Segment Start: SELECTED EXCERPT
Bavaria

Curator
Rolf Roew

Quick facts

Independent ethics course
Compulsory for those students that do not attend religious instruction
6-19 years old
About 240.000 (sum of all grades)
In all grades: 75 lessons of 45 minutes per year
Written tests and oral marks in each grade; final exam at state level (if chosen by the pupil)

In Bavaria, ethics is taught two lessons a week in all grades (1-13). For those pupils who refuse to attend religious instruction for conscientious reasons, ethics is a compulsory subject. About a third of pupils in Bavaria actually attend ethics. The legal framework for the subject is expressed in article 47(2) of BayEUG:

“The subject ethics serves for educating the pupils to judge and act in a value-oriented way. Its contents are oriented at the core values that are expressed in the German Basic Law and the Bavarian constitution. For the areas that are not determined by these core values it respects the plurality of confessions and worldviews.”

So the subject ethics in Bavaria has an educational mandate to foster core values. It is competence-oriented (the competence to “judge and act in a value-oriented way”) and action-oriented, which means that the teacher hasn‘t completed his task when the students come to moral judgments, because the ultimate objective is moral action.

Representative for all types of schools in Bavaria, in the following the profile of the subject ethics at the Bavarian gymnasium (grades 5-13) will be characterised (cf. Selbstverständnis des Faches Ethik” in the Bavarian curriculum; link at the bottom.)

The subject ethics at the Bavarian gymnasium supports young people in their search for moral orientation in today’s world by introducing them to concepts and theories that have emerged from a long development of philosophical thought and scientific research. The young people compare these models with their own ideas and come to their own picture of a good and just life and of the person they would like to be.
Segment End: SELECTED EXCERPT
▸ QUESTIONS:
- A) Answer these from the text on ethics teaching in Bavaria:
(i) How many lessons a week is ethics taught in all grades?
(ii) Roughly what share of pupils in Bavaria actually attend ethics?
(iii) Which article of BayEUG sets out the legal framework for the subject?
- B) From the text on ethics teaching in Bavaria, extract the stretch from "So the subject" through "is moral action.".
Segment Start: PROVIDED INFORMATION
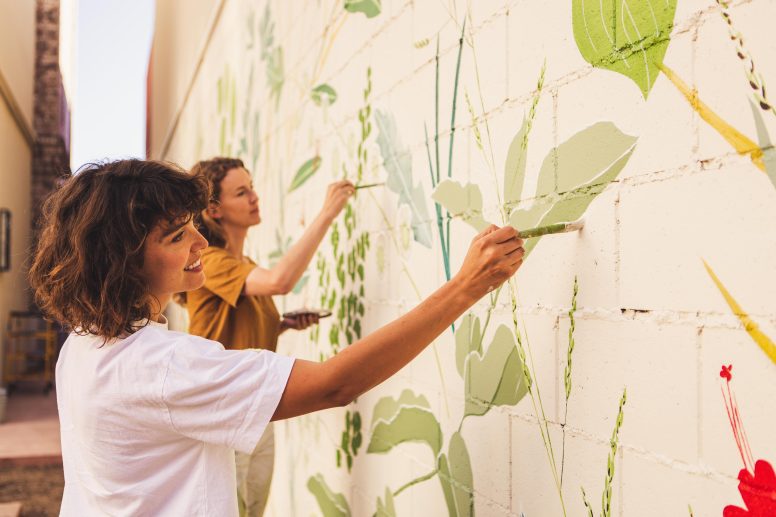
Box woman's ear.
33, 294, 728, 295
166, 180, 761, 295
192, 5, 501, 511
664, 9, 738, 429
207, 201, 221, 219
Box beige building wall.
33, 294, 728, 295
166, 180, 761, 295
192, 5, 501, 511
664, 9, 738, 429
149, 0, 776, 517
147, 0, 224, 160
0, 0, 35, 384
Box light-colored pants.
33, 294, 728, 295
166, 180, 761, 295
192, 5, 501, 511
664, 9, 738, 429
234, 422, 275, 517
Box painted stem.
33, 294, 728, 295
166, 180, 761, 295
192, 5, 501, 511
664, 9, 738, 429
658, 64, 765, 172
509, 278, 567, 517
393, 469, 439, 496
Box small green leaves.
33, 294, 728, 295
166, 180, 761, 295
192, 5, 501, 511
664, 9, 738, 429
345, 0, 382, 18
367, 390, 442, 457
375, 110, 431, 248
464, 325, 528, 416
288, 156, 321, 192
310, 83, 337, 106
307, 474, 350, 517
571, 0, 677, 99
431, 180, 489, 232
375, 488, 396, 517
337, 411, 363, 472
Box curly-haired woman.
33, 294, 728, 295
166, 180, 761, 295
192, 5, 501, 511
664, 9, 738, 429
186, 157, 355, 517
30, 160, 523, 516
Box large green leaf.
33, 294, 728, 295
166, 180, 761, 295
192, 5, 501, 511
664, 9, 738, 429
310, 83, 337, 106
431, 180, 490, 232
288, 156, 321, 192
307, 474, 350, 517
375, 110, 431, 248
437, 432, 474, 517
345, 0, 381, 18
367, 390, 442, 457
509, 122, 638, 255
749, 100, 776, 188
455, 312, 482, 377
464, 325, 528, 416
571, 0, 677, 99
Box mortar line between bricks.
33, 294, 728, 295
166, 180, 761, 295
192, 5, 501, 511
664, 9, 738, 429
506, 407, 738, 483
Segment End: PROVIDED INFORMATION
Segment Start: PROVIDED INFORMATION
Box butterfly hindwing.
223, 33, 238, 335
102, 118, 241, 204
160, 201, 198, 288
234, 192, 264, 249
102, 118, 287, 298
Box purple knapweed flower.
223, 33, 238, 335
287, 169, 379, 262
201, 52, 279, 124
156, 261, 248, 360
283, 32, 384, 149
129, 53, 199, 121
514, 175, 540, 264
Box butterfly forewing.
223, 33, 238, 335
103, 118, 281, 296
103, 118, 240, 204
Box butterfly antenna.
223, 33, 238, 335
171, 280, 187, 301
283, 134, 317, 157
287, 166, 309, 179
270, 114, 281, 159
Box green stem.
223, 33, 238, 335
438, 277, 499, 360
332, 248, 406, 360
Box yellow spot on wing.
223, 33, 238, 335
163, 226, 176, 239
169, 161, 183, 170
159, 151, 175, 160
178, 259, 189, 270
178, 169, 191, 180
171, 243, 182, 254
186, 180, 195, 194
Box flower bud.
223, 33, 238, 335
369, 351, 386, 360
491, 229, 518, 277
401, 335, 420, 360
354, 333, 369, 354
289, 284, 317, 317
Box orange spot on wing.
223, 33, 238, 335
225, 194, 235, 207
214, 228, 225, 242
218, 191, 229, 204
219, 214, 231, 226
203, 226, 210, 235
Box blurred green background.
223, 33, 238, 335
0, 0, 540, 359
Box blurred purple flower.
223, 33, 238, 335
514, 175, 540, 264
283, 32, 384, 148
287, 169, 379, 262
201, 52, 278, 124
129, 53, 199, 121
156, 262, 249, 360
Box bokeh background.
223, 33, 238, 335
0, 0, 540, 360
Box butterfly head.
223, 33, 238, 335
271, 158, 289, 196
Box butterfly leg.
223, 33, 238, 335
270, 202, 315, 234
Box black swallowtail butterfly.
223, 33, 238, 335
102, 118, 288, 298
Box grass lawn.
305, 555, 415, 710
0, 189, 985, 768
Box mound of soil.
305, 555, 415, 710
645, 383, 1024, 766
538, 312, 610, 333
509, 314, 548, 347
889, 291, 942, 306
Segment End: PROVIDED INFORMATION
▸ SOLUTIONS IN ORDER:
- A)
(i) Two lessons a week.
(ii) About a third.
(iii) Article 47(2).

- B)
So the subject ethics in Bavaria has an educational mandate to foster core values. It is competence-oriented (the competence to “judge and act in a value-oriented way”) and action-oriented, which means that the teacher hasn‘t completed his task when the students come to moral judgments, because the ultimate objective is moral action.